ZIEL 1 =>
Prüfe, ob die folgenden Aussagen mit dem Auszug über die Leopard-Debatte übereinstimmen, und antworte jeweils mit Ja oder Nein samt den entscheidenden Worten als wörtlichem Zitat: (a) Die Aktuelle Stunde wurde von der Unionsfraktion beantragt. (b) Die Unionsfraktion lehnt die Lieferung der Kampfpanzer ab. (c) Merz sprach am 24. Januar 2023 im Bundestag.
ZIEL 2 =>
Greife den Auszug über die Bundestagsdebatte zu den Leopard-Kampfpanzern auf und führe ihn nach seinem letzten Satz weiter.

Debatte über geplante Lieferung von Leopard-Kampfpanzern an die Ukraine
Die Unionsfraktion unterstützt die geplante Lieferung von Leopard-Kampfpanzern an die Ukraine, moniert aber eine aus ihrer Sicht zu kritisierende Zögerlichkeit der Bundesregierung. „Niemand von uns tut sich leicht mit einer solchen, schwerwiegenden Entscheidung“, sagte Unionsfraktionschef Friedrich Merz (CDU/CSU) am Mittwoch, 25. Januar 2023, in einer von seiner Fraktion beantragten Aktuellen Stunde im Bundestagplenum.
Union: Regierung hat Vertrauen verloren
Bundeskanzler Olaf Scholz (SPD) habe jedoch „die Öffentlichkeit und die Partner über Wochen und Monate im Unklaren darüber gelassen, warum er denn eine solche Entscheidung in diesem Umfang verzögert“, so Merz.

DATENTEIL =>
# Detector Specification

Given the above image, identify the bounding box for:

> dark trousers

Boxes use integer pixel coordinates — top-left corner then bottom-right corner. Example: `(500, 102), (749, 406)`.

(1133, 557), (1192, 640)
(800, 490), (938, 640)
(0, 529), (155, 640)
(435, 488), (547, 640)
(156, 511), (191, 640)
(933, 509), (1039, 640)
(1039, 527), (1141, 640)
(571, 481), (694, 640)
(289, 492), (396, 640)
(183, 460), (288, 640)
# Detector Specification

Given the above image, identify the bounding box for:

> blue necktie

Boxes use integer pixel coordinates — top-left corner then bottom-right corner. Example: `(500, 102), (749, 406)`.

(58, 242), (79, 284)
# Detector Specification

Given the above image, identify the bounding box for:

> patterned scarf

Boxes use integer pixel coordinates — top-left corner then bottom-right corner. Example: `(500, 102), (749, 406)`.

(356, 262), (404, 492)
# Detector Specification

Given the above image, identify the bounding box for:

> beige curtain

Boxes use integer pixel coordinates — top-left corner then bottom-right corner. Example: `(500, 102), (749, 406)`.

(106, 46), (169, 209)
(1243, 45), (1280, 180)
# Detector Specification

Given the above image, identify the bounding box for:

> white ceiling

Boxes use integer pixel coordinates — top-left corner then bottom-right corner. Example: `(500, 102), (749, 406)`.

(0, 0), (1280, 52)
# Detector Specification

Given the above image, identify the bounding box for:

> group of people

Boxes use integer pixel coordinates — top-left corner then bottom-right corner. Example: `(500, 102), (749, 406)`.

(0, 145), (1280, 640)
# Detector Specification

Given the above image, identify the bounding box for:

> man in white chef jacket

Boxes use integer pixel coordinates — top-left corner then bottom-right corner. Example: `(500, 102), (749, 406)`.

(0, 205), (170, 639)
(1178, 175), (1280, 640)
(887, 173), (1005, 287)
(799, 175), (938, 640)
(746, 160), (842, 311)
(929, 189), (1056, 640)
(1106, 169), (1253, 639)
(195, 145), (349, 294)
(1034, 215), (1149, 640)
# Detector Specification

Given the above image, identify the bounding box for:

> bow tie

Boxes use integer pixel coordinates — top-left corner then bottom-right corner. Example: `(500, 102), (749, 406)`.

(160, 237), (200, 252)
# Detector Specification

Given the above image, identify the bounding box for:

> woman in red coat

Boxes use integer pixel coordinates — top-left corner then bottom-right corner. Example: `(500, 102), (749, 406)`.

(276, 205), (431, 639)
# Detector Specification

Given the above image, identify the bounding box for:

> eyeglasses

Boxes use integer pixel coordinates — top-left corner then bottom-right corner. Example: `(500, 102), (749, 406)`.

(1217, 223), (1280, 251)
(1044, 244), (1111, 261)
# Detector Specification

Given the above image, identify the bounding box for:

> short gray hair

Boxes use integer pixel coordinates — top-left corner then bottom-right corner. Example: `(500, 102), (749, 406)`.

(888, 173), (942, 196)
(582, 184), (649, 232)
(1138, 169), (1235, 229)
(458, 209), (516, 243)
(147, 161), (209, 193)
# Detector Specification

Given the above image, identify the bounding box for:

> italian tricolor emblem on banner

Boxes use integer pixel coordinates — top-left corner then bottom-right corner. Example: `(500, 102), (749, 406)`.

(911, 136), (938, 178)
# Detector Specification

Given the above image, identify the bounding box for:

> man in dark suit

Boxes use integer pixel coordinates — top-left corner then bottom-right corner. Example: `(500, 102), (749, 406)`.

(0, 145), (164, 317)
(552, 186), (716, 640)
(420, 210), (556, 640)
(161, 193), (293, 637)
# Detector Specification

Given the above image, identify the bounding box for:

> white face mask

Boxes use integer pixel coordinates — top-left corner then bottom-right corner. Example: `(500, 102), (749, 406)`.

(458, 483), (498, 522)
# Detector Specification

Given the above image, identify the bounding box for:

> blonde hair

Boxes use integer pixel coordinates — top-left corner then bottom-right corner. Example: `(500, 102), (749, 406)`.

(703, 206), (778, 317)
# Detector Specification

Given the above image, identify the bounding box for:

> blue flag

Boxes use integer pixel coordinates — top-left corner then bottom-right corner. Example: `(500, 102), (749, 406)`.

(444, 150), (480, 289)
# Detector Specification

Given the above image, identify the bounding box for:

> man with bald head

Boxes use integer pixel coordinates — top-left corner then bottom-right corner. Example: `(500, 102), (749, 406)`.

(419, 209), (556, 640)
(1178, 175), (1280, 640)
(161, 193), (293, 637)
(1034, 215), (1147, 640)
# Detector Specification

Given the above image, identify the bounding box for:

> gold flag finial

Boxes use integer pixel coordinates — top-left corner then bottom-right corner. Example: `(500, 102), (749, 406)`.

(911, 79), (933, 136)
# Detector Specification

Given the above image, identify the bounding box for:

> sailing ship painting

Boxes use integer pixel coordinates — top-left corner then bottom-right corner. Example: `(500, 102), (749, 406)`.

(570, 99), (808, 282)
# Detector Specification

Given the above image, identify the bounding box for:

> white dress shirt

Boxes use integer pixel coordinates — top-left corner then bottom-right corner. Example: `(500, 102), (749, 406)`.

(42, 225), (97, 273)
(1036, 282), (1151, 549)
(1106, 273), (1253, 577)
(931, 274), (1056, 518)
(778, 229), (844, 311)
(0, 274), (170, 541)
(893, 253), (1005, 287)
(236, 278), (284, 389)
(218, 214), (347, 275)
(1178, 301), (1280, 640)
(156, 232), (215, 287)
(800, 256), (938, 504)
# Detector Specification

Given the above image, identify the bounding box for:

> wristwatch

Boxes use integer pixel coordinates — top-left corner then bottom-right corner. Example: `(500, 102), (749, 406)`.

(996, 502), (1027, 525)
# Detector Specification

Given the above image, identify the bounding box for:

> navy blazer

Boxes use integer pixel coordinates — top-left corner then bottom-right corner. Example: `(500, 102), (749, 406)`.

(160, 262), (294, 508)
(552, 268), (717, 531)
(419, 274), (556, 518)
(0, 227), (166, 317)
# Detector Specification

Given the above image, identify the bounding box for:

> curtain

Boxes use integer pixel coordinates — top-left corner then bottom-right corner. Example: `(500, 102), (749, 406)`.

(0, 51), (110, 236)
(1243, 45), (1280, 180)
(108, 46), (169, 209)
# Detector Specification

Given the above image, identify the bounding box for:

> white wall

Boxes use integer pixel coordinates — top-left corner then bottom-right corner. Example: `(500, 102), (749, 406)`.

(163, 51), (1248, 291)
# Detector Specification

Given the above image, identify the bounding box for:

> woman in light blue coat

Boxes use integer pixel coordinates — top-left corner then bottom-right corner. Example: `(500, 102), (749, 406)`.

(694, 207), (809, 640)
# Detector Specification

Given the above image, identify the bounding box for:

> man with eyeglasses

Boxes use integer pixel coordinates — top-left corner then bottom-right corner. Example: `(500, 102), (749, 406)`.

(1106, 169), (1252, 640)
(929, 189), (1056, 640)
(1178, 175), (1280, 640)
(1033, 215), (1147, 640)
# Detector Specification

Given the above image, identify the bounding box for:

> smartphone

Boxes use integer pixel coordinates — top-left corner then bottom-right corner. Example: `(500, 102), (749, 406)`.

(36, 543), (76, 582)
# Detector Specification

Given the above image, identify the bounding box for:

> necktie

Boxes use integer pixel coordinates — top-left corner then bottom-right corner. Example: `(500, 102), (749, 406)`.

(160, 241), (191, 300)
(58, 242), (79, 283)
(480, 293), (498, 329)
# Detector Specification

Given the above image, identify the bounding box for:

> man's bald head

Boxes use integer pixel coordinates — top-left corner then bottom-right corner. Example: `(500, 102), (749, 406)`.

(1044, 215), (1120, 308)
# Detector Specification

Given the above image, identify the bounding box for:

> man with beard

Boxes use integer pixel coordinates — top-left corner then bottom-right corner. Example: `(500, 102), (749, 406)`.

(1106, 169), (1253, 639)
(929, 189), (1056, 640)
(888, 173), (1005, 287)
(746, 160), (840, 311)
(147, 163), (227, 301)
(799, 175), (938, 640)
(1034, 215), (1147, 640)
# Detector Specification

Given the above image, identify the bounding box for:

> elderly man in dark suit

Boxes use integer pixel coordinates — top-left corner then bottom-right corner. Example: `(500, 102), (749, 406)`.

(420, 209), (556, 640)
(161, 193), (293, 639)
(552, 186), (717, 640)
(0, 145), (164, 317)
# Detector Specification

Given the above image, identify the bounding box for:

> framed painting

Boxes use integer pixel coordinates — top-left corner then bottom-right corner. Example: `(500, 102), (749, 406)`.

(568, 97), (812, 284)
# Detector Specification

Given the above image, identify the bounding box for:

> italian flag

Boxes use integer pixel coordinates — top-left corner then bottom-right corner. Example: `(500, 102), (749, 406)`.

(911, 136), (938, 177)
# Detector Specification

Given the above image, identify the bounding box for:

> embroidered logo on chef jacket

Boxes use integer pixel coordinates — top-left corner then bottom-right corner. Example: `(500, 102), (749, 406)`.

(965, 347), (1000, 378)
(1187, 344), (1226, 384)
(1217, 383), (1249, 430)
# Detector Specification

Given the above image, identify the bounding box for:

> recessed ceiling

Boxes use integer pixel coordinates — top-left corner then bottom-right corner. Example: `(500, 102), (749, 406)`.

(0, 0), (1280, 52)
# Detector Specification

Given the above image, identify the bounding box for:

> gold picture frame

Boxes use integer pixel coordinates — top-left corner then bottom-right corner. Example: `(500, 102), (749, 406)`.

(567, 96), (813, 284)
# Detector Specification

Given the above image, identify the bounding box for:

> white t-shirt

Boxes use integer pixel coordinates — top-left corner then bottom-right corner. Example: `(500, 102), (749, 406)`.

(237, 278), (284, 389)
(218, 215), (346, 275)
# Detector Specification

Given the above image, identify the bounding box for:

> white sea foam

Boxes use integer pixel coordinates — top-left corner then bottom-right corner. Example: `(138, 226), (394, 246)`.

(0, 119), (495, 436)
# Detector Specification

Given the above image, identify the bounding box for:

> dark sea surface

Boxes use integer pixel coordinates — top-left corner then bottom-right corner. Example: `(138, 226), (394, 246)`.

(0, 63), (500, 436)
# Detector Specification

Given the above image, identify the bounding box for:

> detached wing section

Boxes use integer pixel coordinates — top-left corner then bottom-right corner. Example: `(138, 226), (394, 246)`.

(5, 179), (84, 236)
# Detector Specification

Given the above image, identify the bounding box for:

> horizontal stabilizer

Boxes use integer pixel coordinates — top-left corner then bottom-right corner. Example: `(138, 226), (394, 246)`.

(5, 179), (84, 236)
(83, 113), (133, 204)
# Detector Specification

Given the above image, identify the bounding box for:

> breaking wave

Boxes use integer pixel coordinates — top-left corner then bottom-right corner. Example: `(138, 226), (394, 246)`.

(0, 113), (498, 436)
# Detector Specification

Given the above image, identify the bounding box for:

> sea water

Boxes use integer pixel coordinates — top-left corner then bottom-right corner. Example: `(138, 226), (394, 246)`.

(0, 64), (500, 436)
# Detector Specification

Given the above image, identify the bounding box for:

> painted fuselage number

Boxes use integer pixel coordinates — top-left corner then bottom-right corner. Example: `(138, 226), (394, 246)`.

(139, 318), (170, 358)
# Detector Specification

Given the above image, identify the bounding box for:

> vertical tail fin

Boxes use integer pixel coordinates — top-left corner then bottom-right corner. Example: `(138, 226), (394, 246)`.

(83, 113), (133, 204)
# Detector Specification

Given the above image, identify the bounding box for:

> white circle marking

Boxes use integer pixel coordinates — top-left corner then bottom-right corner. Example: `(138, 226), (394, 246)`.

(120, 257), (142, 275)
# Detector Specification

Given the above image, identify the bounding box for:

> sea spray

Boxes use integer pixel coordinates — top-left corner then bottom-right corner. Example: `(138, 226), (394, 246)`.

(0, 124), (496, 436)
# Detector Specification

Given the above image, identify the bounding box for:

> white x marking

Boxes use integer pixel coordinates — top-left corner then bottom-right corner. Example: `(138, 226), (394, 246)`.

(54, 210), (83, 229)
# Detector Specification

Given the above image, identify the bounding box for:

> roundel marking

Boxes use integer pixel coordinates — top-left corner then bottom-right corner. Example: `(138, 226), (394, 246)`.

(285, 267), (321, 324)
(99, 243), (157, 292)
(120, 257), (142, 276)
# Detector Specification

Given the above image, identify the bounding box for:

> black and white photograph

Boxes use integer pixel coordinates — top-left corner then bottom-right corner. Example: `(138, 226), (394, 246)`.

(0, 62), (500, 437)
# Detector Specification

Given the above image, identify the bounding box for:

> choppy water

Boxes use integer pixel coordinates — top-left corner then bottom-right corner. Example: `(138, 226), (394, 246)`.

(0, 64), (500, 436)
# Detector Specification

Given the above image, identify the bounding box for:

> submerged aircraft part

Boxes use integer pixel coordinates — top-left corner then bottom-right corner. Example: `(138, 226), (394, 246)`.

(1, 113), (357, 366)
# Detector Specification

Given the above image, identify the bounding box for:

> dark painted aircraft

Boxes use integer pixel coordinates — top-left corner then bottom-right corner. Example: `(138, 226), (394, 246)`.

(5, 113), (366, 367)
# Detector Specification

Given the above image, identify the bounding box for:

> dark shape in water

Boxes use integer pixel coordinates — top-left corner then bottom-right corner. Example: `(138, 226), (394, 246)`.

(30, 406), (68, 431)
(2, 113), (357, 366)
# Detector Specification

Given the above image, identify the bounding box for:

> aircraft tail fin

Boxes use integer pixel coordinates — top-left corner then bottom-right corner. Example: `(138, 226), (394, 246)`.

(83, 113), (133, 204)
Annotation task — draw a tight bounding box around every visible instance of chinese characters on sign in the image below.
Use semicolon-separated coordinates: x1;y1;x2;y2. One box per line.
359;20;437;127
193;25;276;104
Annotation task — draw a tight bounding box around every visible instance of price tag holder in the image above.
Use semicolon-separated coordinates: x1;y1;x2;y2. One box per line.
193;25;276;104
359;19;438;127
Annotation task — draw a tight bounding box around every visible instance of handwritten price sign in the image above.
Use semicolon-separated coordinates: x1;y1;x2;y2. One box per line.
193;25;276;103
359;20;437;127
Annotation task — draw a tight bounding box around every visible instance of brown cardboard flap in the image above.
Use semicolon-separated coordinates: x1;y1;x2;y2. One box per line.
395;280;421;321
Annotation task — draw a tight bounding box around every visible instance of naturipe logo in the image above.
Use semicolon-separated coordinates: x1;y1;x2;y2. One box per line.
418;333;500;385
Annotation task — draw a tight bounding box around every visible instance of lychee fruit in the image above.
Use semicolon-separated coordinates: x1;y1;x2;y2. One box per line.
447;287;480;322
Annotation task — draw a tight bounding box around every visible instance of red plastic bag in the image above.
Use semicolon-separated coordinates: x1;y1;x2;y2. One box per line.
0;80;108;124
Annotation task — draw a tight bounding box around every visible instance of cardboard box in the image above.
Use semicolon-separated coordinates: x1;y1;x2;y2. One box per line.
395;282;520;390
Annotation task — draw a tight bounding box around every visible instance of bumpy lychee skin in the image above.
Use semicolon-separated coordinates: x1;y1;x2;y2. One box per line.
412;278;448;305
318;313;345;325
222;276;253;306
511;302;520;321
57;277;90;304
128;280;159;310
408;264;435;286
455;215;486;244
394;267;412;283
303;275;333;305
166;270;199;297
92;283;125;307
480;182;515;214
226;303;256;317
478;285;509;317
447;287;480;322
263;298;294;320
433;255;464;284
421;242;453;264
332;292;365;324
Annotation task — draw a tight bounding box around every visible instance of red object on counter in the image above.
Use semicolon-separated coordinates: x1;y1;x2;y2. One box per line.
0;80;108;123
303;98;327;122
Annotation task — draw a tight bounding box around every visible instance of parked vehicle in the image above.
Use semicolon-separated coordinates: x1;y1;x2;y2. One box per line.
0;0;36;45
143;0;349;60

SCHRIFTLICHE ANTWORT 1 =>
(a) Ja: „in einer von seiner Fraktion beantragten Aktuellen Stunde“
(b) Nein: „Die Unionsfraktion unterstützt die geplante Lieferung von Leopard-Kampfpanzern an die Ukraine“
(c) Nein: „am Mittwoch, 25. Januar 2023“

SCHRIFTLICHE ANTWORT 2 =>
Der Unionsfraktionschef unterstrich, er widerspreche ausdrücklich dem vermittelten Eindruck, „als ob dies alles sozusagen im Konsens mit allen Partnern in der Europäischen Union entschieden worden sei“. Das Gegenteil sei richtig. Der Schaden, „dass man dieser Bundesregierung nicht trauen kann, dass man sie treiben muss, dass sie zu Entscheidungen gedrängt werden muss“, bleibe auch über den Tag der Entscheidung hinaus.
SPD verteidigt Kurs der Regierung
Dr. Rolf Mützenich (SPD) sprach von einem „anstrengenden aber notwendigen Abstimmungsprozess“ mit den internationalen Partnern. Teils verantwortungslose Kommentare hätten diese Abstimmung erschwert, die Scholz und die Bundesregierung von Anfang an gewollt hätten.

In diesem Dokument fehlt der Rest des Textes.